● **The request**
Locate each line in the records below that contains the string "ocean", treating uppercase and lowercase letters as different, and copy those lines.

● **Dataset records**
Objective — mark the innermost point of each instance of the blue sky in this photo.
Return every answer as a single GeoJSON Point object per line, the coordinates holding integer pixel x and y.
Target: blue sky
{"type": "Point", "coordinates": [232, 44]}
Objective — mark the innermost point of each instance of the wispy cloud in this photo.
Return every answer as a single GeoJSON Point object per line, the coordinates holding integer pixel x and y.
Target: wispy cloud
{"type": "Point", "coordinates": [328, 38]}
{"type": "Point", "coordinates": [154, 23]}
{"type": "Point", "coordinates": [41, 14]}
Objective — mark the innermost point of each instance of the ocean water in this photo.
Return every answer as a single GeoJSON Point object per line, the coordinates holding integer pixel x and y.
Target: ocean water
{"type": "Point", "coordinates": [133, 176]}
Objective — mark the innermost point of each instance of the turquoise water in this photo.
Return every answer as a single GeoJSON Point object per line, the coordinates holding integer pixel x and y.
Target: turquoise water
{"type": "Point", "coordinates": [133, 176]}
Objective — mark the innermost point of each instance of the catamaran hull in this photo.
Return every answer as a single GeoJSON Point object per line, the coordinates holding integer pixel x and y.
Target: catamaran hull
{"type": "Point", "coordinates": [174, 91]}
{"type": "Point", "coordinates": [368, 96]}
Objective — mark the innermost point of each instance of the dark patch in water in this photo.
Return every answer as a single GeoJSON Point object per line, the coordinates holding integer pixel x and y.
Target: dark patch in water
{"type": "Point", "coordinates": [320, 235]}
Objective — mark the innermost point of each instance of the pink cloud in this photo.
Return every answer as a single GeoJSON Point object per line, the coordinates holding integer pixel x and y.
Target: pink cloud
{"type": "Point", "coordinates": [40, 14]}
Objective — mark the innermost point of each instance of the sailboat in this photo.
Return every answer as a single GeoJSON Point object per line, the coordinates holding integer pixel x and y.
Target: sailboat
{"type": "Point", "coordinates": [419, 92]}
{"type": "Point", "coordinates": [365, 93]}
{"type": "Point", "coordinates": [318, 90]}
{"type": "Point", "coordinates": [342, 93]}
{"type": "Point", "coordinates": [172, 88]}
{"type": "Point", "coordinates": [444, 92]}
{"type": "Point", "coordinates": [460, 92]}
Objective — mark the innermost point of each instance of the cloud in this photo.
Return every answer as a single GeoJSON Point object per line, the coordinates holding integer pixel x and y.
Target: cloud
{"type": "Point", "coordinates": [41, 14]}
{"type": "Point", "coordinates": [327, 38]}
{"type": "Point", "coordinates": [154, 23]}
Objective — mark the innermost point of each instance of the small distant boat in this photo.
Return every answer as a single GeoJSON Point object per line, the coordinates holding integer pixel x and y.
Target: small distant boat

* * *

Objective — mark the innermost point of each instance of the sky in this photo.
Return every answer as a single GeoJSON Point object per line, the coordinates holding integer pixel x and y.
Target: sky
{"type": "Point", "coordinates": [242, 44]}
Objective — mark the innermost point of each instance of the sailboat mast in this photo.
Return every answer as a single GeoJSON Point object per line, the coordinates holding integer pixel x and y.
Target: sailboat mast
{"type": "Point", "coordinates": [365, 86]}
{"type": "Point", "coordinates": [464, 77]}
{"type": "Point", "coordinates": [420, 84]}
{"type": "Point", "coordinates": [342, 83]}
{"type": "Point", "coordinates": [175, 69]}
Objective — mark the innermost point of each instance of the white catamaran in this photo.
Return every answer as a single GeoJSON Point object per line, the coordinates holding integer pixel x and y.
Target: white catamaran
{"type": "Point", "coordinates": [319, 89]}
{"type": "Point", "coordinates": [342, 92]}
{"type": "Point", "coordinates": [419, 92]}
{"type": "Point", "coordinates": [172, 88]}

● **Correct answer**
Objective — mark the innermost point of each instance of the ocean water in this photo.
Target: ocean water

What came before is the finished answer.